● Stated exercise: Copy out word for word the lines running from the one with "of the player" up to and including the one with "[[223, 518], [1023, 531], [1197, 517], [802, 504], [737, 534]]".

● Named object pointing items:
= = = = = = =

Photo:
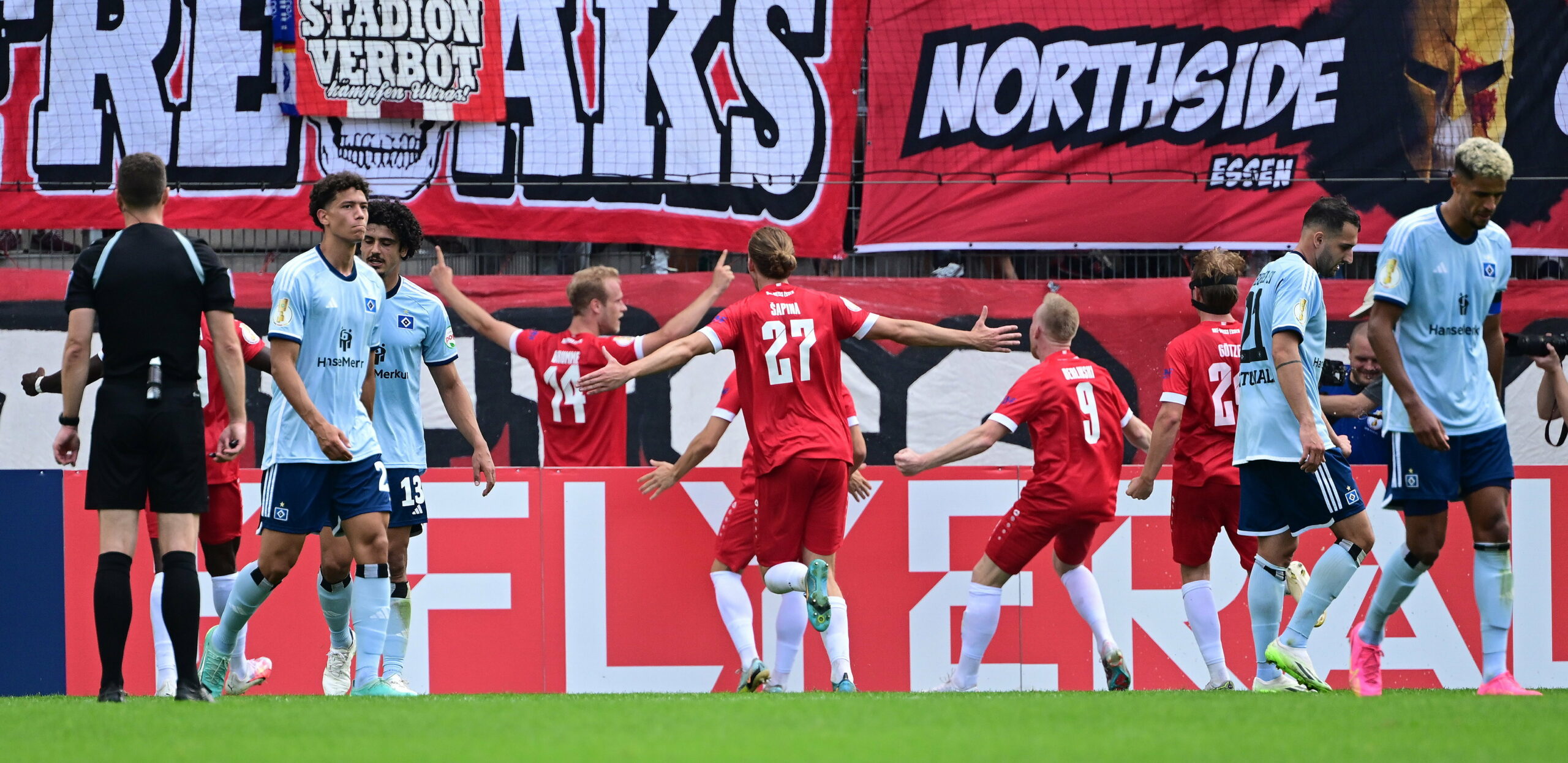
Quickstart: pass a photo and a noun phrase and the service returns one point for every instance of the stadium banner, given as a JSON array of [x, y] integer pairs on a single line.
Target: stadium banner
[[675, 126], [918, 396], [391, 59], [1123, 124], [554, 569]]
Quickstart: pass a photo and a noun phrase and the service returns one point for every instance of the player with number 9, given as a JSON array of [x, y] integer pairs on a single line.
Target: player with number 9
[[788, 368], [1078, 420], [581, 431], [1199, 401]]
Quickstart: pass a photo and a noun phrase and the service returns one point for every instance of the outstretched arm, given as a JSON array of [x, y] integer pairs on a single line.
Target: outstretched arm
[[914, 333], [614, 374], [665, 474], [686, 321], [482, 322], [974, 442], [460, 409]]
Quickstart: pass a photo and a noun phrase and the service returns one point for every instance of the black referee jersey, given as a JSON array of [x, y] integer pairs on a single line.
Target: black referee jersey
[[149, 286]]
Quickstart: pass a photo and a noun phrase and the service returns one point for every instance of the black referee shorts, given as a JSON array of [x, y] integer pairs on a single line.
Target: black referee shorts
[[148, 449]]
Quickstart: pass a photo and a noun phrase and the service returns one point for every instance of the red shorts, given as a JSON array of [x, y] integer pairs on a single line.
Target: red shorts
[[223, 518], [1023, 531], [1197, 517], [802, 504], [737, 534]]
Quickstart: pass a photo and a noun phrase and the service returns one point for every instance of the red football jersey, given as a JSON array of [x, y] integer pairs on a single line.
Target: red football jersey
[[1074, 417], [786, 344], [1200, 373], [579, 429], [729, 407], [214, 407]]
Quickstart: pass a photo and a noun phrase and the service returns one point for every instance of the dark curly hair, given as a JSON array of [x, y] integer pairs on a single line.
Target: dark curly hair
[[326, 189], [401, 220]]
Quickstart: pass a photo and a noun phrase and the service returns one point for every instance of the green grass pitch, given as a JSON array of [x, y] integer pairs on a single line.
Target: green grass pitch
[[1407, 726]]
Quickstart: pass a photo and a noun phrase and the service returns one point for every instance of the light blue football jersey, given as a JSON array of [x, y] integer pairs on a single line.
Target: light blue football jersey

= = = = = = =

● Answer for this exercise:
Quickstart: pass a photo and a noun phrase and the service returns one point for every instance of the player with number 9, given as a JSON array of [x, y] integer pairs on a single line.
Target: player with number 9
[[788, 368], [1078, 420], [581, 431], [1199, 401]]
Quickstart: pass a photo and a noun phrase and the service returns one point for every instance of the outstretched arm, given as a JSON array of [x, y] integer pairs on a single line.
Target: outstretched arm
[[914, 333], [614, 374], [665, 474], [686, 321], [482, 322], [974, 442], [460, 409]]
Quickstart: pass a photo and a noun phrase and the service returns one point for every instance of the black referee jersey, given as a JSON array of [x, y] integer pairs on a single line.
Target: black referee jersey
[[149, 286]]
Quickstart: pass a photo and a noun phrase and the service returns one point for every instance of the black referee shorts, given as a JSON array of [x, y] integer pairs on a single line.
Target: black referee shorts
[[148, 449]]
Quickstart: pass a photo and a noun phrase and the service returns one point for every instance of the red shorts, given as a JSON array of [x, y] integer pairs on a single line.
Target: red shorts
[[223, 518], [1023, 531], [1197, 517], [802, 504], [737, 534]]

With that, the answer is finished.